• **What the task requires**: Please write out every line of the records below again, requests included, and shift each point in the answers by adding 103 to both of its coordinates. Leave the numbers in the requests and their format samples unchanged, and leave the pictures out.

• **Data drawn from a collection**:
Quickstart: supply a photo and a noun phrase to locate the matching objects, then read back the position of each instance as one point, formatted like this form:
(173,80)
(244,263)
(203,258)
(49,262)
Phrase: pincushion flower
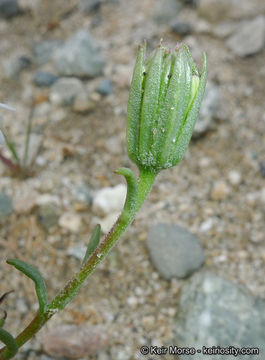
(164,102)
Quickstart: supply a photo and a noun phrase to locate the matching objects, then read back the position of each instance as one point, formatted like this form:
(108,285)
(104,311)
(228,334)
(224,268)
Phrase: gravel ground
(217,192)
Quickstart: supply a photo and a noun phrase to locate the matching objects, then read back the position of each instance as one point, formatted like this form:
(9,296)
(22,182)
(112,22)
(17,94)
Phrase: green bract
(164,102)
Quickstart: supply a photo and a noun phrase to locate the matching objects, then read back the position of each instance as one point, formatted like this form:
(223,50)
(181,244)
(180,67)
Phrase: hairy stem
(145,182)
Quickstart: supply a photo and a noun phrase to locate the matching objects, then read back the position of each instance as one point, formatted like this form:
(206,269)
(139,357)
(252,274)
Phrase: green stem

• **Result of the exercise**:
Quickstart: supply a photo and a noun phrase to locate the matching objects, then read back the position of each instance as one point, formatted like this form:
(173,80)
(244,263)
(203,258)
(49,262)
Phrase: pincushion flower
(267,205)
Quickstart: supply a photo and a noun phrase to locate the matching objects, then read back the position of each instance as one point, formatted like this form:
(108,285)
(104,311)
(228,334)
(224,268)
Phrase: gravel ground
(320,295)
Quickstart: supply a photo and a noun phrase to locate the matching objects, then read back the position of each instance as one point, formatted like this form:
(9,296)
(22,182)
(112,22)
(17,94)
Phrase: green bract
(267,205)
Quickstart: supply a photo and a noun phrase to locate the matching objects, then read back the position of each instance as one point, formatted like this form:
(223,50)
(181,244)
(180,67)
Phrase: hairy stem
(248,285)
Quickstart: supply a photo and a noun phrase to locate the matching objects, then read back the position of each instance as one point, formatted like this form:
(206,269)
(139,357)
(252,274)
Phrase: green stem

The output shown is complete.